-- Source data follows --
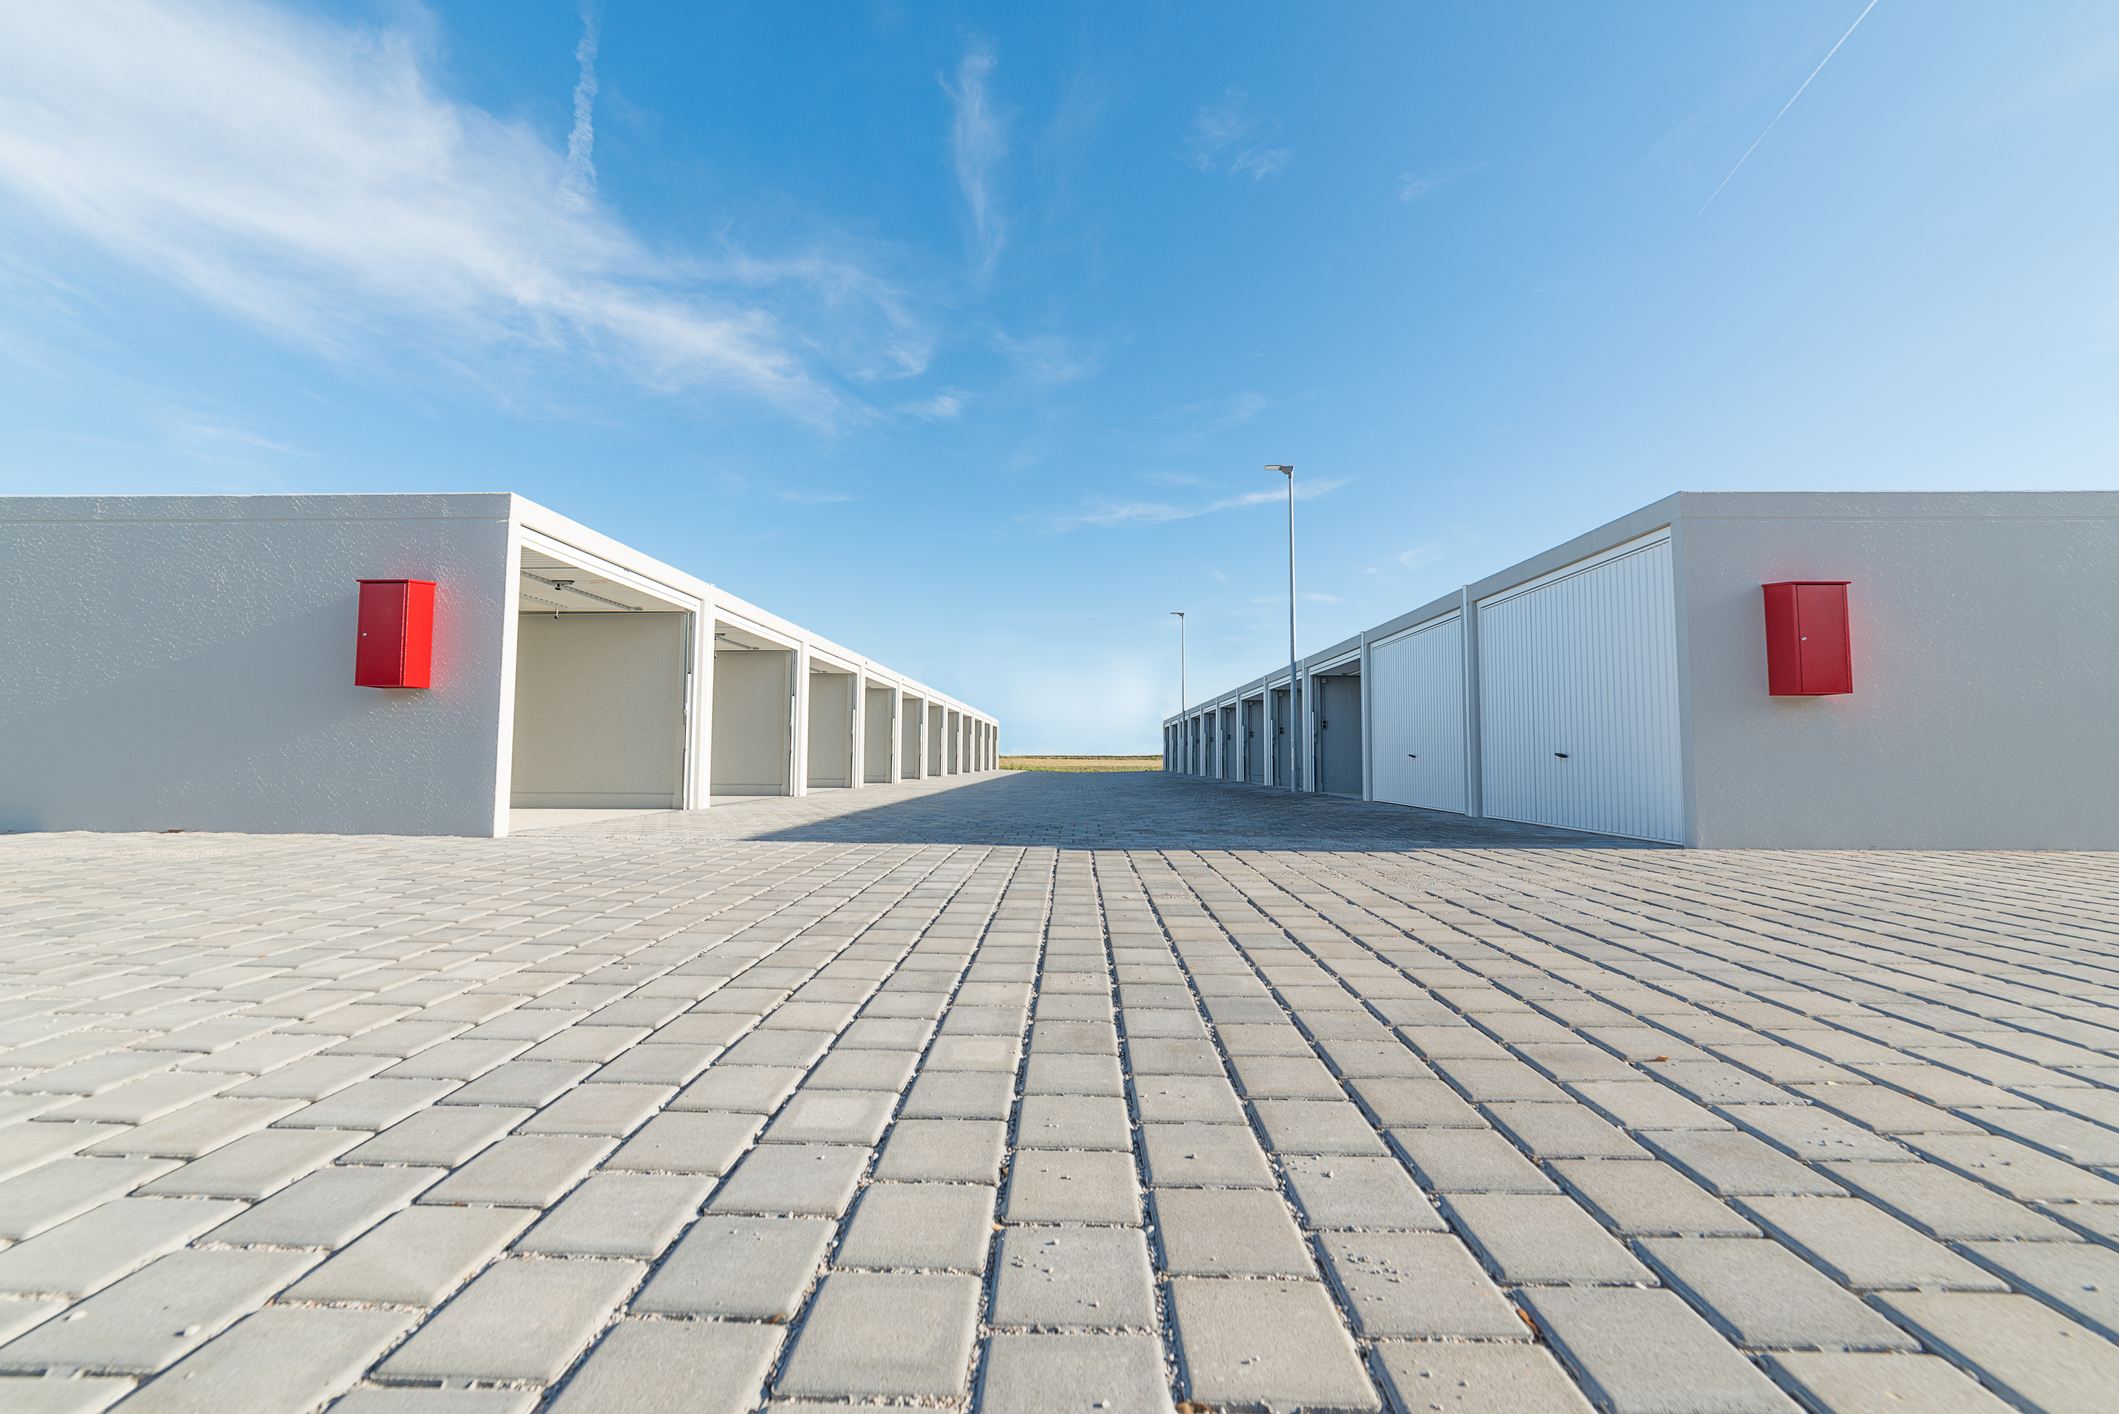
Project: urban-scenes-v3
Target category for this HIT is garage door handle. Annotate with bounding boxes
[1407,754,1417,759]
[1554,752,1569,759]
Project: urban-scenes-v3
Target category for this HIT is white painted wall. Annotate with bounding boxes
[806,671,852,789]
[0,494,514,836]
[1677,492,2119,849]
[511,612,685,808]
[864,686,894,783]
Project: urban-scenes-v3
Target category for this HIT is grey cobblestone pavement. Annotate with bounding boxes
[0,770,2115,1413]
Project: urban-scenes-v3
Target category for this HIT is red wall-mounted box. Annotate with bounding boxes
[1762,581,1852,696]
[355,580,435,688]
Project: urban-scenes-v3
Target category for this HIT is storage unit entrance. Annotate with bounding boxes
[1369,615,1466,814]
[711,623,793,796]
[865,685,895,783]
[806,665,855,789]
[1312,664,1362,797]
[510,550,690,810]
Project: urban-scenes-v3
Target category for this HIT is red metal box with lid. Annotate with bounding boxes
[1762,581,1851,696]
[355,579,435,688]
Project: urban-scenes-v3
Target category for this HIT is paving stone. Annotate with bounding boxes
[1319,1231,1523,1339]
[941,1006,1026,1037]
[1166,1278,1381,1412]
[760,1088,895,1145]
[515,1172,713,1258]
[134,1126,358,1200]
[0,1123,128,1181]
[1645,1130,1848,1197]
[1137,1122,1273,1187]
[1487,1100,1649,1159]
[0,1248,316,1374]
[1551,1159,1758,1236]
[925,1034,1022,1071]
[1024,1052,1126,1096]
[0,1197,244,1297]
[271,1080,455,1132]
[1521,1285,1799,1414]
[1282,1154,1446,1231]
[1445,1193,1653,1285]
[0,1297,69,1345]
[1017,1093,1132,1149]
[1132,1075,1245,1124]
[1721,1103,1916,1163]
[1005,1150,1141,1223]
[1761,1351,2016,1414]
[1956,1240,2119,1342]
[979,1333,1174,1414]
[1126,1039,1224,1077]
[518,1082,672,1136]
[806,1045,920,1090]
[633,1214,833,1318]
[522,1026,651,1064]
[0,1375,132,1412]
[603,1110,763,1173]
[1816,1159,2078,1240]
[1570,1080,1732,1131]
[1251,1098,1391,1155]
[1736,1197,2007,1291]
[1391,1128,1556,1194]
[776,1272,982,1398]
[837,1182,996,1271]
[376,1038,530,1081]
[340,1104,526,1167]
[706,1142,868,1216]
[0,1157,181,1241]
[1350,1076,1486,1127]
[653,1012,758,1046]
[112,1305,410,1413]
[873,1117,1004,1182]
[1153,1188,1314,1276]
[1371,1341,1594,1414]
[1870,1291,2119,1414]
[991,1226,1158,1327]
[902,1069,1014,1120]
[1788,1082,1982,1135]
[80,1099,298,1158]
[545,1319,783,1414]
[435,1059,594,1108]
[1229,1053,1344,1097]
[1518,1041,1649,1084]
[42,1072,230,1125]
[669,1063,802,1113]
[1961,1105,2119,1167]
[1122,1009,1209,1039]
[377,1256,642,1383]
[208,1162,437,1248]
[418,1134,614,1207]
[1904,1133,2119,1202]
[285,1204,531,1305]
[1637,1238,1919,1352]
[586,1042,719,1087]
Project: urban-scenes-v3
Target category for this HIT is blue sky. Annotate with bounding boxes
[4,2,2115,751]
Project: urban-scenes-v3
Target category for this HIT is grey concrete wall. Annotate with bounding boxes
[710,649,790,795]
[1676,492,2119,849]
[0,494,513,836]
[510,612,685,808]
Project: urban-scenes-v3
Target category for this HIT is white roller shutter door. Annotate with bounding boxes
[1370,615,1467,813]
[1477,534,1682,843]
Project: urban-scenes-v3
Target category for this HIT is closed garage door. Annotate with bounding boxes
[1478,533,1681,843]
[1370,615,1466,813]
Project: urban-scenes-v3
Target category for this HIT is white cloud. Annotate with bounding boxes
[1183,89,1291,180]
[901,388,968,420]
[1398,161,1487,202]
[943,41,1009,284]
[0,1,920,417]
[996,332,1098,385]
[1042,477,1347,532]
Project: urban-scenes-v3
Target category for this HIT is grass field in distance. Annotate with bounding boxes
[999,755,1163,773]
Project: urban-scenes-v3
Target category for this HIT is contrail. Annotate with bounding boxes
[1700,0,1881,214]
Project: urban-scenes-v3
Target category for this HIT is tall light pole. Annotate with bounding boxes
[1267,465,1296,791]
[1169,611,1187,773]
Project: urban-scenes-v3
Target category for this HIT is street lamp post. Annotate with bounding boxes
[1169,610,1186,772]
[1267,465,1296,792]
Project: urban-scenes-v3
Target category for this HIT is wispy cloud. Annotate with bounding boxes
[943,41,1009,283]
[1398,161,1487,202]
[995,332,1098,385]
[558,4,599,213]
[901,388,969,420]
[1184,89,1291,179]
[1042,477,1347,532]
[0,1,923,419]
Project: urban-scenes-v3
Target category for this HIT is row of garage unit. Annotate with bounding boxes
[3,493,998,837]
[1166,490,2118,850]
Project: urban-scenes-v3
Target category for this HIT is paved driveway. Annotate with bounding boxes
[1,771,2116,1413]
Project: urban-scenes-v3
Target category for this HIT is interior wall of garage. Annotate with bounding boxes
[1314,673,1363,796]
[0,495,515,836]
[1677,493,2119,848]
[927,705,945,777]
[864,687,894,783]
[511,612,686,808]
[805,672,853,789]
[711,649,791,795]
[901,697,925,779]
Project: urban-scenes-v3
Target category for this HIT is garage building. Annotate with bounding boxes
[1164,491,2117,849]
[2,494,998,837]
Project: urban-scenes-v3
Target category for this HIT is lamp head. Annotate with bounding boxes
[1266,464,1293,474]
-- Source data concluded --
→ **Problem to work on**
Restate the data word for word without pictures.

→ **Response**
Project: urban-scenes-v3
Target category for this HIT is garage door handle. Annotate with bounding boxes
[1407,754,1417,759]
[1554,752,1569,759]
Project: urban-scenes-v3
Target category for this HIT is white painted wall. Annotate with bounding boxes
[806,671,852,789]
[0,494,514,836]
[1677,492,2119,849]
[511,612,685,808]
[864,686,894,783]
Project: urban-scenes-v3
Target category for this HIT is grey cobblestone pavement. Annotate with bounding boxes
[0,770,2115,1413]
Project: urban-scenes-v3
Target category for this HIT is red wall-mounted box. Annotate with bounding boxes
[1762,581,1852,696]
[355,580,435,688]
Project: urban-scenes-v3
Target category for this HIT is storage unit entrance. Annotate with bounding boxes
[1369,615,1466,814]
[711,623,793,796]
[865,685,895,783]
[806,665,855,789]
[1312,664,1362,797]
[510,550,690,810]
Project: urban-scenes-v3
Target category for this HIT is red metal box with lid. Annotate with bounding boxes
[1762,581,1851,696]
[355,579,435,688]
Project: urban-scenes-v3
Target category for this HIT is paving stone. Annotate with bounding boxes
[1319,1231,1523,1339]
[941,1006,1026,1037]
[1166,1278,1381,1412]
[760,1088,895,1145]
[515,1172,713,1258]
[134,1126,358,1200]
[0,1123,128,1181]
[1645,1130,1848,1197]
[1137,1122,1273,1187]
[1487,1100,1649,1159]
[0,1248,316,1374]
[1551,1159,1758,1236]
[925,1034,1022,1071]
[1024,1052,1126,1096]
[0,1197,244,1297]
[271,1080,455,1132]
[1521,1285,1799,1414]
[1282,1154,1446,1231]
[1445,1193,1653,1285]
[0,1297,69,1345]
[1017,1093,1132,1149]
[1132,1075,1245,1124]
[1721,1103,1916,1163]
[1005,1150,1141,1223]
[1761,1351,2016,1414]
[1956,1240,2119,1342]
[979,1333,1174,1414]
[1126,1039,1224,1077]
[518,1082,672,1136]
[806,1045,920,1090]
[633,1214,833,1318]
[522,1026,651,1064]
[0,1375,132,1412]
[603,1110,763,1173]
[1816,1159,2078,1240]
[1570,1080,1732,1131]
[1251,1098,1391,1155]
[1736,1197,2007,1291]
[1391,1128,1556,1194]
[776,1272,982,1398]
[837,1182,996,1271]
[376,1038,530,1081]
[340,1104,526,1167]
[706,1142,868,1216]
[0,1157,181,1241]
[1350,1076,1486,1127]
[653,1012,758,1046]
[112,1305,410,1413]
[873,1117,1004,1182]
[1153,1188,1314,1276]
[1371,1341,1594,1414]
[1870,1291,2119,1414]
[991,1226,1158,1327]
[902,1069,1014,1120]
[1788,1082,1982,1135]
[80,1099,298,1158]
[545,1319,783,1414]
[435,1059,594,1108]
[1229,1053,1344,1097]
[1518,1041,1649,1084]
[42,1072,230,1125]
[669,1063,802,1113]
[1961,1105,2119,1167]
[1122,1009,1209,1039]
[377,1256,642,1383]
[208,1162,437,1248]
[418,1134,614,1207]
[1904,1133,2119,1202]
[285,1204,531,1305]
[1637,1238,1919,1352]
[586,1042,719,1087]
Project: urban-scenes-v3
Target category for this HIT is blue sky. Annotate with bounding boxes
[4,2,2115,751]
Project: urban-scenes-v3
Target category for this HIT is grey concrete wall. Annotate with bounding boxes
[710,649,790,795]
[1676,492,2119,849]
[0,494,513,836]
[510,612,685,808]
Project: urban-scenes-v3
Target category for this HIT is white roller shutter door. Annotate with bounding boxes
[1370,615,1467,813]
[1477,534,1682,843]
Project: urban-scenes-v3
Target category for this HIT is closed garage door. Annotate with bounding boxes
[1478,533,1681,843]
[1370,615,1466,813]
Project: urban-scenes-v3
Target category for this HIT is white cloud. Annotate with bounding boxes
[1183,89,1291,180]
[901,388,968,420]
[1398,161,1487,202]
[943,41,1009,284]
[0,1,920,417]
[996,332,1098,385]
[1042,477,1347,532]
Project: urban-scenes-v3
Target category for this HIT is grass field in distance. Annotate with bounding boxes
[999,755,1163,773]
Project: urban-scenes-v3
Target category for this HIT is contrail. Annotate with bounding boxes
[1700,0,1881,214]
Project: urban-scenes-v3
Target category for this HIT is tall light pole. Annotate with bounding boxes
[1267,465,1296,791]
[1169,611,1187,773]
Project: urban-scenes-v3
Target category for this HIT is street lamp post. Annotate with bounding boxes
[1169,610,1186,772]
[1267,465,1296,792]
Project: urban-scenes-v3
Target category for this HIT is wispy cloud. Annotate with bounding boxes
[943,41,1009,283]
[1398,161,1487,202]
[995,332,1098,385]
[558,4,599,213]
[901,388,969,420]
[1184,89,1291,179]
[1042,477,1347,532]
[0,1,923,419]
Project: urban-scenes-v3
Target category for this HIT is row of garage unit. Annotate with bounding boxes
[3,493,998,837]
[1166,490,2118,850]
Project: urban-scenes-v3
Target category for this HIT is paved driveway. Annotate with bounding boxes
[1,771,2116,1413]
Project: urban-scenes-v3
Target category for this HIT is interior wall of garage. Annotate with bounding boxes
[1314,673,1363,796]
[0,495,515,836]
[1677,493,2119,848]
[927,705,945,777]
[864,687,894,783]
[511,612,686,808]
[805,672,853,789]
[711,649,791,795]
[901,697,925,779]
Project: urban-scenes-v3
Target category for this HIT is garage building. Annotate with bounding boxes
[1164,491,2117,849]
[2,494,998,837]
Project: urban-scenes-v3
Target category for this HIT is lamp head. Annotate with bounding boxes
[1266,464,1293,474]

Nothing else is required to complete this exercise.